Passage provided:

----------------

Friday, May 04, 2007

हम अब हिंदी मैं लिख सकते हैं। यह बहुत मजेदार नया feature हैं। अब तो मैं होमवर्क भी यहाँ कर सकती हूँ। Ok, that's enough. I shall test this feature out now and then. This is extremely cool. I feel like a kid with a new toy.

Tuesday, March 22, 2005


That's the logo of the ZCU or the Zimbabwe Cricket Union. Looks nice, bright and cheerful, doesn't it?? Apparently it is deeply subversive...so says the secret police. The stumps could be a "M", the red ball a "D" and the green boundary rope a "C"...which makes MDC...the Movement for Democratic Change, i.e. the main opposition to Mugabe. If this whole thing sounds way too far fetched for you....umm...I agree.

Sunday, November 14, 2004

Some thoughts about 11/3

Which was, despite being my birthday, a relatively sad day as GWB was elected for a second term. Given all the hand-wringing following the US presidential elections, a number of people were quick to jump on to the 'trust the American people to be dumb enough to vote for Bush' bandwagon. I will admit that I was disappointed by the election results, and appalled by the intolerance towards gay marriage. But I don't think it's good politics (no matter where u stand on the political spectrum) to denounce your opposition as 'stupid' simply because they surprised you. Dilip D'Souza, whose book The Narmada Dammed is a fantastic summary of the issues involved, and a book I used for my Oxford thesis, has this to say about the results of the elections. I couldn't agree more.

----------------

Exercise A:
List every date heading in the blog posts above.
Exercise B:
Condense the paragraph of the blog posts that begins "That's the logo of the ZCU" into a short bulleted list that keeps its main facts.

----------------

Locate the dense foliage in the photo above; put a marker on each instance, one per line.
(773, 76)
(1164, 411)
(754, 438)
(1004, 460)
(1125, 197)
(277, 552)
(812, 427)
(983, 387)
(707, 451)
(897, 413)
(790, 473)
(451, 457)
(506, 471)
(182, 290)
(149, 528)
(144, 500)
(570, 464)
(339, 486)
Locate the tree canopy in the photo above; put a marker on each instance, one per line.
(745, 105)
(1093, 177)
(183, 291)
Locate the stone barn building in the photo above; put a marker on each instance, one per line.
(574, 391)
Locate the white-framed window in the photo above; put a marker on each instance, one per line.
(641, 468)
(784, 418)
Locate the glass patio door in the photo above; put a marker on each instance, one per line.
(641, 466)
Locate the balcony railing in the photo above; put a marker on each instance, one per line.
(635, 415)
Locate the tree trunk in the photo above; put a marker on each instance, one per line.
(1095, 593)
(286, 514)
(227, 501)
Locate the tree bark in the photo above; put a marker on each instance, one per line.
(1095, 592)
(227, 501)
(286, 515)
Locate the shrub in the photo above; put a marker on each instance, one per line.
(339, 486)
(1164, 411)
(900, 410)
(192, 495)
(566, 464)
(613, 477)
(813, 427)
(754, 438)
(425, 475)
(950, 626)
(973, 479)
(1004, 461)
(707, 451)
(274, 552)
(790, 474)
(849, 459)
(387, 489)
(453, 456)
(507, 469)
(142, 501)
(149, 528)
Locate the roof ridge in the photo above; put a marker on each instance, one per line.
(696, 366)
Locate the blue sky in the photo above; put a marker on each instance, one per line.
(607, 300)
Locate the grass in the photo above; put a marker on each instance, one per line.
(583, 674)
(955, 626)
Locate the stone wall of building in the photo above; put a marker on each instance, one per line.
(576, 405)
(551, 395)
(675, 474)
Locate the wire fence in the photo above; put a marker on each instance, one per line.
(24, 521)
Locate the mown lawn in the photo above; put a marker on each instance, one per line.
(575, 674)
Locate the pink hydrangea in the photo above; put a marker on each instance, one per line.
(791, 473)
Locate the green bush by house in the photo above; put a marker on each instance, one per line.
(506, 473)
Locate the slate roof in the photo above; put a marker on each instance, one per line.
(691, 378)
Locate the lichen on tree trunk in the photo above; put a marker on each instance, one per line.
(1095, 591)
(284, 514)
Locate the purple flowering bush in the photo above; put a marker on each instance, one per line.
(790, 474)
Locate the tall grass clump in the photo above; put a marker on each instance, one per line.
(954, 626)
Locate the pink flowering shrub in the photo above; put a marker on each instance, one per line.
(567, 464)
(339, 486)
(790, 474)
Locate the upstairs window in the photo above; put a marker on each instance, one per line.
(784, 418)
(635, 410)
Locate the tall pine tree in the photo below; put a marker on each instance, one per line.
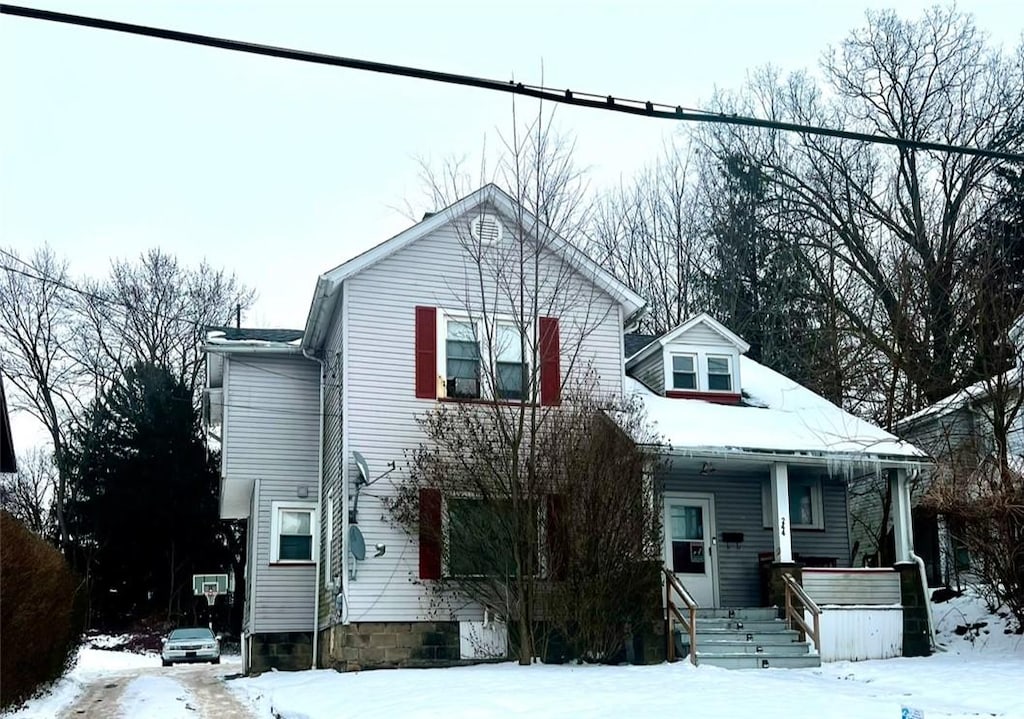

----------------

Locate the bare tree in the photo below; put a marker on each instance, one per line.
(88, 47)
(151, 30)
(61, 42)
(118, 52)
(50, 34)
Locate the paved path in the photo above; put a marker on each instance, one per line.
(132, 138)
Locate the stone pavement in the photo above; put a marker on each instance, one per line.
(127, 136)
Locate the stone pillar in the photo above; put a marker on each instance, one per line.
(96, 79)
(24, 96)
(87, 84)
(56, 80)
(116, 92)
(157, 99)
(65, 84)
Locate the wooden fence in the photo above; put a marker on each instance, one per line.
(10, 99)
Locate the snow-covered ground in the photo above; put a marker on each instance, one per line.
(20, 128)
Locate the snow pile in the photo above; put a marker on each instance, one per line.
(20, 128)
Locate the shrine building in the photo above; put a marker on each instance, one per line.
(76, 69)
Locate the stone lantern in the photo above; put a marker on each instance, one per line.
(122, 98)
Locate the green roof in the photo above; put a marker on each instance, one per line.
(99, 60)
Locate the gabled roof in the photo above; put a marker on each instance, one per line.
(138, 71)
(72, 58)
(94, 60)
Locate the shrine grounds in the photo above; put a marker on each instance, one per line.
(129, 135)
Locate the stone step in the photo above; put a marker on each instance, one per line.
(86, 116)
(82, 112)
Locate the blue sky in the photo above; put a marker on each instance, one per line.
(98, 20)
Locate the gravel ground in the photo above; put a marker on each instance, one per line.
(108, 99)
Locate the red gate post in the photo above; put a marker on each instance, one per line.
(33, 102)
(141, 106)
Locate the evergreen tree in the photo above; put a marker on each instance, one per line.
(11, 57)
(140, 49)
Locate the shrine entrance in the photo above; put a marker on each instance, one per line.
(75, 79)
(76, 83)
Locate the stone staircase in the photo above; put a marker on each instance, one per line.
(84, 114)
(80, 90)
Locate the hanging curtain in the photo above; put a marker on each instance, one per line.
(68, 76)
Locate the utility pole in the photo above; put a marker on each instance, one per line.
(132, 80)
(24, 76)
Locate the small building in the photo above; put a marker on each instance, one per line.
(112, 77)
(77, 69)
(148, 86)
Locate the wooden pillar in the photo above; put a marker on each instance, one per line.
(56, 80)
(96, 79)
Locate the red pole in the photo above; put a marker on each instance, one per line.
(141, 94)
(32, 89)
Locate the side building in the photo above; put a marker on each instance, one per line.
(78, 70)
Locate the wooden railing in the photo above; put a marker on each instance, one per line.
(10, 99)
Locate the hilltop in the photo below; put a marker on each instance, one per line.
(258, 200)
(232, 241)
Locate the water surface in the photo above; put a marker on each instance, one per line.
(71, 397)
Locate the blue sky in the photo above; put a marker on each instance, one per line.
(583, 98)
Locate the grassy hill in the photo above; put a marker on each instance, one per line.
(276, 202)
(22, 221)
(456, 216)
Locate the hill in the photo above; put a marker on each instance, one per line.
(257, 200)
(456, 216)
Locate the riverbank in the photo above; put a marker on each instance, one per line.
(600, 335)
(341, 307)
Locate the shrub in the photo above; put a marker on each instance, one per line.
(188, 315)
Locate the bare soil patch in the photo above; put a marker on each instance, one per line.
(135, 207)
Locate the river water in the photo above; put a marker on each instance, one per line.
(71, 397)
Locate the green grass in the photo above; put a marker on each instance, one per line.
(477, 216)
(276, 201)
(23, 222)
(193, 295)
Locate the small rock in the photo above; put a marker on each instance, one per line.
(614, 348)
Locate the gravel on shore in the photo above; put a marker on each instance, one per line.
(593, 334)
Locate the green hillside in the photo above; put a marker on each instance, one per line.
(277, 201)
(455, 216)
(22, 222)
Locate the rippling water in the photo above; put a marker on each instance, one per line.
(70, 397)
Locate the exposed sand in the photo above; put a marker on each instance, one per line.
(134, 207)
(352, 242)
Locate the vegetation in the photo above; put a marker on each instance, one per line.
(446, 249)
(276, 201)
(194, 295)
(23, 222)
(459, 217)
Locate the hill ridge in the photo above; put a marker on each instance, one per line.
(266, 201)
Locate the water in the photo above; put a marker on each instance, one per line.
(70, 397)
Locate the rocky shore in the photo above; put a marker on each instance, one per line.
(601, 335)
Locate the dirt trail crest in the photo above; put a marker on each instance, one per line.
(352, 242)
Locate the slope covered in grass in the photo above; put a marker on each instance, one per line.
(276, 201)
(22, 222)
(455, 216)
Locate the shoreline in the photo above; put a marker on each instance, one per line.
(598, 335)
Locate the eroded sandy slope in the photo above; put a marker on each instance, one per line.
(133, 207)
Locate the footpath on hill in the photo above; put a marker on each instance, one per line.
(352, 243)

----------------

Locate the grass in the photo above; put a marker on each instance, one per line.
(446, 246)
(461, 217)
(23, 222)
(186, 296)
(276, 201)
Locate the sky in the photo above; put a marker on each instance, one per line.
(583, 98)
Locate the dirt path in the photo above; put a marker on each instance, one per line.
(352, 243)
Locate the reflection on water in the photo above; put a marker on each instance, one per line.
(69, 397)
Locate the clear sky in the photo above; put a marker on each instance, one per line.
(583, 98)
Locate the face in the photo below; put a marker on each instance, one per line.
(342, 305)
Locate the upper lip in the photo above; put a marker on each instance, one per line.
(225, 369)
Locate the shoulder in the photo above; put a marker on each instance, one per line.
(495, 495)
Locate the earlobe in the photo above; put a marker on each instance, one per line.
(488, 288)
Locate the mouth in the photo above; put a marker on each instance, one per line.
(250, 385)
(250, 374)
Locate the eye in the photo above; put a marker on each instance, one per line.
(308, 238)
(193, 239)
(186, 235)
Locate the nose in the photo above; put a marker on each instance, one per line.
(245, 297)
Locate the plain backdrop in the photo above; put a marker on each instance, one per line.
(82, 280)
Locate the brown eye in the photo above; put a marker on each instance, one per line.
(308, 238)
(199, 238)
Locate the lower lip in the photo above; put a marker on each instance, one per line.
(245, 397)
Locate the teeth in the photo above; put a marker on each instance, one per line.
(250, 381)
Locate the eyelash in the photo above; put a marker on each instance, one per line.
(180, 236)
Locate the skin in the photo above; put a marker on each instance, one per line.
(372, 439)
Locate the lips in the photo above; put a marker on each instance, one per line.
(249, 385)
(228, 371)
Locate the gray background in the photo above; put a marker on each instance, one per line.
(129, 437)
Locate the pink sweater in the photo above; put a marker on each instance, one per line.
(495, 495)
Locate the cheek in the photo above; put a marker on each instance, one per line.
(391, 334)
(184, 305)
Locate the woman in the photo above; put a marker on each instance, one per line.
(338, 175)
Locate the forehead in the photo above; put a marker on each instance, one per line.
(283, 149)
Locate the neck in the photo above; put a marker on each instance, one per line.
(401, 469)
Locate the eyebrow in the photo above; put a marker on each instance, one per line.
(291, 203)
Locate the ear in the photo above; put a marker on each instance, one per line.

----------------

Response A:
- Friday, May 04, 2007
- Tuesday, March 22, 2005
- Sunday, November 14, 2004

Response B:
- The logo belongs to the ZCU, the Zimbabwe Cricket Union, and looks bright and cheerful.
- The secret police call it deeply subversive.
- In their reading, the stumps form an "M," the red ball a "D," and the green boundary rope a "C."
- Together these spell MDC, the Movement for Democratic Change, which is the main opposition to Mugabe.
- The writer agrees that the claim sounds far-fetched.